* **What needs to be done**
The data below is to be set down exactly.

Start of Material shown

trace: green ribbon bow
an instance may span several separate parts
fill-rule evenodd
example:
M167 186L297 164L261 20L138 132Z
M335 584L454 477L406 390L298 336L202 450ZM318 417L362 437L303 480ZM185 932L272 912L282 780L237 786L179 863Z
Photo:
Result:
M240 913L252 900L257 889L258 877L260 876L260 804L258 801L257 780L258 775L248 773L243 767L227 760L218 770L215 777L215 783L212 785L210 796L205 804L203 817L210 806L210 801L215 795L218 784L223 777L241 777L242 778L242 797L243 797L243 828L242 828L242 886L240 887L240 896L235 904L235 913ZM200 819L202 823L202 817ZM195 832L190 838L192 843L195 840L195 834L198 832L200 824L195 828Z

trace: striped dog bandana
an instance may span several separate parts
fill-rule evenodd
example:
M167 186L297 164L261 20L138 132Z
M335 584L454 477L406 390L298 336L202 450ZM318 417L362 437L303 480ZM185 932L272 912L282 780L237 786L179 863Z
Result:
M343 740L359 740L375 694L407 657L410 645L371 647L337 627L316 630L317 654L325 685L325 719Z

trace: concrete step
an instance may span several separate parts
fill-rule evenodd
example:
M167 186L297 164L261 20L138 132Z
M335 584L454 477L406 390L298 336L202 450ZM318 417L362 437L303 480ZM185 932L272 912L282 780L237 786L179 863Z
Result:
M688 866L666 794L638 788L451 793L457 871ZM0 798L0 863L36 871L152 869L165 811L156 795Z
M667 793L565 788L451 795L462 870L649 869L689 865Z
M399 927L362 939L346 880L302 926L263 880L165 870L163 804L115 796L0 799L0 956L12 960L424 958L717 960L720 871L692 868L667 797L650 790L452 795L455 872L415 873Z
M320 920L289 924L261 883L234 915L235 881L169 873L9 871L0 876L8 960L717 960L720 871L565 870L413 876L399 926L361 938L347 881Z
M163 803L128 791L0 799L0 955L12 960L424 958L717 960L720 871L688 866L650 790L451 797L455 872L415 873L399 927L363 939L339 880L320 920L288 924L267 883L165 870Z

End of Material shown

* **Response area**
trace: green ribbon bow
an instance may span several separate parts
fill-rule evenodd
example:
M167 186L297 164L261 20L138 132Z
M335 584L454 477L406 390L298 336L202 450ZM318 417L362 437L303 480ZM185 932L272 912L282 780L237 786L179 863Z
Photo:
Result:
M240 913L252 900L257 889L258 877L260 876L260 804L258 801L257 780L258 775L248 773L243 767L227 760L218 770L215 777L215 783L212 785L210 796L205 804L203 817L210 806L210 801L215 795L218 784L223 777L241 777L242 778L242 797L243 797L243 828L242 828L242 886L240 887L240 896L235 904L235 913ZM200 819L202 823L202 817ZM195 832L190 838L192 843L195 840L195 834L198 832L200 824L195 828Z

trace: striped dog bandana
an instance may span several separate parts
fill-rule evenodd
example:
M167 186L297 164L261 20L138 132Z
M335 584L454 477L406 390L298 336L202 450ZM318 417L362 437L303 480ZM185 932L272 912L282 780L237 786L179 863Z
Result:
M343 740L359 740L375 694L407 657L410 645L371 647L337 627L316 630L317 654L325 685L325 719Z

trace: concrete step
an instance may span several separate parts
fill-rule evenodd
example:
M167 186L297 164L261 20L138 132Z
M335 584L454 477L406 390L298 336L202 450ZM318 417L362 437L303 480ZM185 932L272 912L282 780L237 786L179 863Z
Result:
M688 866L666 794L638 788L451 793L457 871ZM0 798L0 863L36 871L152 869L165 811L156 795Z
M667 793L565 788L451 795L462 870L649 869L689 865Z
M399 927L362 939L346 880L302 926L263 880L165 870L163 804L115 796L0 799L0 956L12 960L424 958L717 960L720 871L692 868L667 797L650 790L452 795L455 872L415 873Z
M320 920L289 924L261 883L234 915L235 881L169 873L9 871L0 876L8 960L717 960L720 871L565 870L413 876L399 926L361 938L347 881Z
M163 803L128 791L0 799L0 955L12 960L424 958L717 960L720 871L688 866L650 790L451 797L455 872L415 873L399 927L363 939L339 880L320 920L288 924L267 883L165 870Z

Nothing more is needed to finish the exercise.